### [EXERCISE]
Return, exactly, the line that contains "the beige background" together with all lines after it to the end of the entries, and no further lines.

### [DATA SUPPLIED]
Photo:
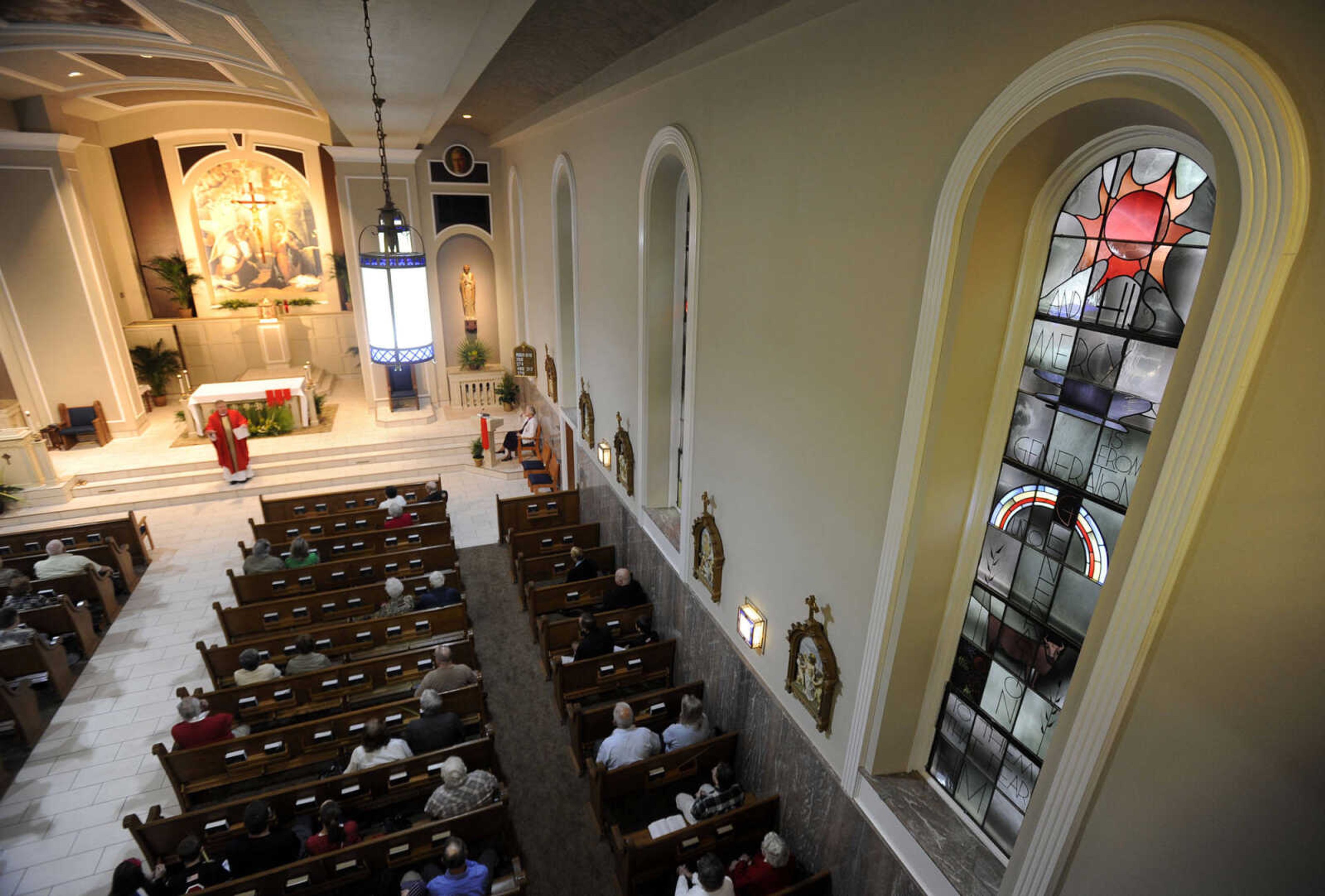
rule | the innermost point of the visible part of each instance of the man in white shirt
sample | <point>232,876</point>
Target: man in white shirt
<point>627,744</point>
<point>60,564</point>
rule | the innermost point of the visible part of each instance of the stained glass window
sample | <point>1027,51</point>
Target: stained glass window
<point>1124,260</point>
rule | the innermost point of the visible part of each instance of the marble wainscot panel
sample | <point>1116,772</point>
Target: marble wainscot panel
<point>821,822</point>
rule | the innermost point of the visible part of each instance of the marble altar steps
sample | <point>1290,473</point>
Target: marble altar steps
<point>332,467</point>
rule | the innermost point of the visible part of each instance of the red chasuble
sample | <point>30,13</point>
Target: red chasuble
<point>231,451</point>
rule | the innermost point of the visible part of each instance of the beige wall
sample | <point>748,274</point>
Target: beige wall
<point>821,154</point>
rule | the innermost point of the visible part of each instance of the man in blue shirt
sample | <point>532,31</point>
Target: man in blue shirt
<point>463,877</point>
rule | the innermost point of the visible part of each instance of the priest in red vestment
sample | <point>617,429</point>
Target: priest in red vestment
<point>228,431</point>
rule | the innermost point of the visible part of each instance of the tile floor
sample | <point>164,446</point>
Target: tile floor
<point>60,821</point>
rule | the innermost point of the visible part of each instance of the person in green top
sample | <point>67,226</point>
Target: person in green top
<point>300,554</point>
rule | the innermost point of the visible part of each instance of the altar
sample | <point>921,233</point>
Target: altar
<point>251,390</point>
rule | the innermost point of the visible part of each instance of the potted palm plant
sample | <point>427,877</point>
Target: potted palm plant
<point>179,280</point>
<point>156,365</point>
<point>508,392</point>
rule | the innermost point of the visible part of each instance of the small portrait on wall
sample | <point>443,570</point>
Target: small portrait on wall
<point>459,161</point>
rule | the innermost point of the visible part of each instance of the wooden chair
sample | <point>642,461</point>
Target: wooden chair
<point>77,422</point>
<point>549,482</point>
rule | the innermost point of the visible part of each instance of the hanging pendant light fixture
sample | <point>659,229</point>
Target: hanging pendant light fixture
<point>393,266</point>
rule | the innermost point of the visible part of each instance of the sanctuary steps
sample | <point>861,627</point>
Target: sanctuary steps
<point>325,469</point>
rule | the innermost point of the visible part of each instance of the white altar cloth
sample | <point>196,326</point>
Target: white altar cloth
<point>252,390</point>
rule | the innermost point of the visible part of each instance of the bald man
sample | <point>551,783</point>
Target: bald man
<point>60,564</point>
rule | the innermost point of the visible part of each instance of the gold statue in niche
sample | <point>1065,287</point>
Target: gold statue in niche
<point>467,299</point>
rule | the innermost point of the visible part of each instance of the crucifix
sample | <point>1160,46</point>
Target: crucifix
<point>254,202</point>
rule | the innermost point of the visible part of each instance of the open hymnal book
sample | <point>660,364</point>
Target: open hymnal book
<point>664,826</point>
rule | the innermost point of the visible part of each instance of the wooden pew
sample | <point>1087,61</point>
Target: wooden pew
<point>373,541</point>
<point>358,639</point>
<point>344,502</point>
<point>602,678</point>
<point>562,597</point>
<point>66,618</point>
<point>360,793</point>
<point>654,710</point>
<point>643,861</point>
<point>557,540</point>
<point>84,588</point>
<point>352,867</point>
<point>39,657</point>
<point>112,554</point>
<point>259,620</point>
<point>342,687</point>
<point>296,751</point>
<point>19,706</point>
<point>334,574</point>
<point>556,567</point>
<point>129,531</point>
<point>536,512</point>
<point>632,796</point>
<point>556,637</point>
<point>338,524</point>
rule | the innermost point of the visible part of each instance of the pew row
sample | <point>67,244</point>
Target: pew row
<point>357,639</point>
<point>340,524</point>
<point>536,512</point>
<point>654,710</point>
<point>603,678</point>
<point>349,686</point>
<point>358,793</point>
<point>331,576</point>
<point>557,637</point>
<point>112,554</point>
<point>344,502</point>
<point>556,567</point>
<point>373,541</point>
<point>556,540</point>
<point>295,751</point>
<point>632,796</point>
<point>350,869</point>
<point>647,865</point>
<point>257,620</point>
<point>565,597</point>
<point>129,531</point>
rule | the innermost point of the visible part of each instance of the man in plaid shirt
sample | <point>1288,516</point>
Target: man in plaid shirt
<point>723,796</point>
<point>460,792</point>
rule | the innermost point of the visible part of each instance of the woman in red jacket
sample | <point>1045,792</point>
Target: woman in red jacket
<point>768,873</point>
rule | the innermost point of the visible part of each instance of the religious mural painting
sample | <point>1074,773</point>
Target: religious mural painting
<point>813,675</point>
<point>709,559</point>
<point>1124,260</point>
<point>257,233</point>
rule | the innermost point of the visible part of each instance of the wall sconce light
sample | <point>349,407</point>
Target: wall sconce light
<point>752,626</point>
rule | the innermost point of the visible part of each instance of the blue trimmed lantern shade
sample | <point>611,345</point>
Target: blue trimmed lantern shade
<point>395,291</point>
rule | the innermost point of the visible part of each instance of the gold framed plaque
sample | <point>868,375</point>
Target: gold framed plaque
<point>813,667</point>
<point>586,415</point>
<point>525,360</point>
<point>708,559</point>
<point>550,369</point>
<point>625,458</point>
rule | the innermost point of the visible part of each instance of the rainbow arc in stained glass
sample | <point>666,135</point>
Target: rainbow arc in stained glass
<point>1126,256</point>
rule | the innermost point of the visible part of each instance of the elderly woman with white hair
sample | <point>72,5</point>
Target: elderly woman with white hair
<point>769,873</point>
<point>460,792</point>
<point>398,600</point>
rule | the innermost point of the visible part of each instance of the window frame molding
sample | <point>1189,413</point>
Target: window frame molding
<point>1266,136</point>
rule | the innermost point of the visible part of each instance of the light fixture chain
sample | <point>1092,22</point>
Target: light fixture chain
<point>377,104</point>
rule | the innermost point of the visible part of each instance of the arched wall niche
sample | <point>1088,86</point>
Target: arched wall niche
<point>1211,99</point>
<point>467,248</point>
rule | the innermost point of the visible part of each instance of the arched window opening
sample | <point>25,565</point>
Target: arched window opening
<point>1126,256</point>
<point>563,210</point>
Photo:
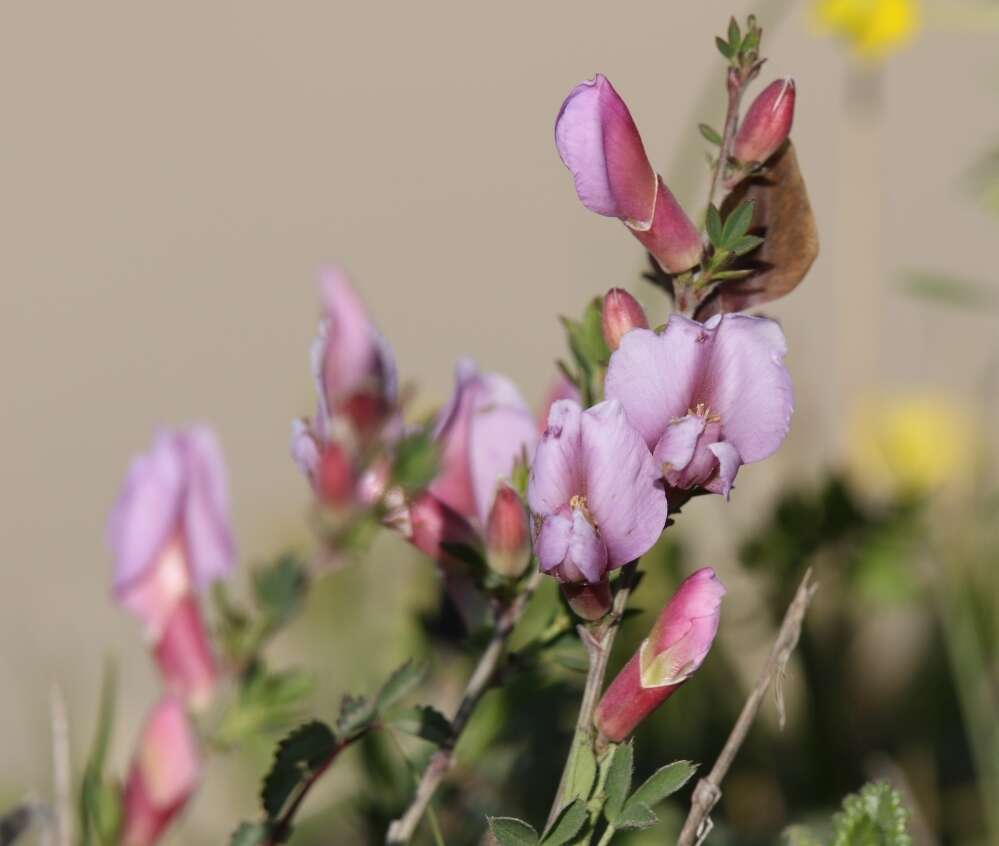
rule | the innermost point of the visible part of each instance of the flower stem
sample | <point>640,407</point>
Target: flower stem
<point>598,640</point>
<point>482,678</point>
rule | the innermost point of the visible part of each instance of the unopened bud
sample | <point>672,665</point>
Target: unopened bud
<point>674,649</point>
<point>163,776</point>
<point>508,542</point>
<point>767,123</point>
<point>621,314</point>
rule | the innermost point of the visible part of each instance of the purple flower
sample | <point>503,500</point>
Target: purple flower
<point>677,645</point>
<point>482,431</point>
<point>171,538</point>
<point>706,398</point>
<point>599,143</point>
<point>594,491</point>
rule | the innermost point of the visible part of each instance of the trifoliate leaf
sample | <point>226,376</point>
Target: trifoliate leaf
<point>567,824</point>
<point>663,782</point>
<point>618,781</point>
<point>424,722</point>
<point>297,758</point>
<point>509,831</point>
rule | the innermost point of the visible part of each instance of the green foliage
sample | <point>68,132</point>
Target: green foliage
<point>873,817</point>
<point>416,460</point>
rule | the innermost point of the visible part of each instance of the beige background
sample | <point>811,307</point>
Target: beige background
<point>172,175</point>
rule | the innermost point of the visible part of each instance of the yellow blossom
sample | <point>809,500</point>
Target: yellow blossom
<point>873,28</point>
<point>912,445</point>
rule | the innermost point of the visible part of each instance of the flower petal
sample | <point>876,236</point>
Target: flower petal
<point>556,467</point>
<point>623,488</point>
<point>746,383</point>
<point>599,143</point>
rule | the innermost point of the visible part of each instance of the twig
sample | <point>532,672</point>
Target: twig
<point>61,768</point>
<point>402,829</point>
<point>598,643</point>
<point>708,790</point>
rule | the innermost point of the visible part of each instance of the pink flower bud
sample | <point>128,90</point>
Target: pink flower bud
<point>673,240</point>
<point>163,775</point>
<point>674,649</point>
<point>621,314</point>
<point>767,123</point>
<point>508,542</point>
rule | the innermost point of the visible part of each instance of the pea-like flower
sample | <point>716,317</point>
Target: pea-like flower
<point>171,538</point>
<point>482,431</point>
<point>707,398</point>
<point>677,645</point>
<point>595,493</point>
<point>599,143</point>
<point>164,773</point>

### [CORRECT ANSWER]
rule | the innermost point of the visible part of each instance of the beige background
sample | <point>811,307</point>
Target: beige background
<point>172,175</point>
rule | the innermost point of the visible part of each instance of the yellow blossom
sample | <point>809,500</point>
Target: yellow blossom
<point>873,28</point>
<point>912,445</point>
rule | the innermost point of the visible part of each instance of the flower petal
sample | <point>876,236</point>
Target: flower petal
<point>556,467</point>
<point>623,488</point>
<point>746,383</point>
<point>599,143</point>
rule | the innermost point of the visible part of each instance of the twig
sample | <point>532,672</point>
Target: twig
<point>61,768</point>
<point>402,829</point>
<point>598,643</point>
<point>708,790</point>
rule | the innermost point of the visible part of each instance of the pink flower bud
sample | <point>128,90</point>
Target: pink flower bud
<point>673,240</point>
<point>163,775</point>
<point>674,649</point>
<point>621,314</point>
<point>767,123</point>
<point>508,542</point>
rule | the innermost point of the visible part of each instance of the pea-like flower
sample | <point>716,317</point>
Target: pea-like flower
<point>171,538</point>
<point>482,431</point>
<point>707,398</point>
<point>677,645</point>
<point>595,493</point>
<point>599,143</point>
<point>164,773</point>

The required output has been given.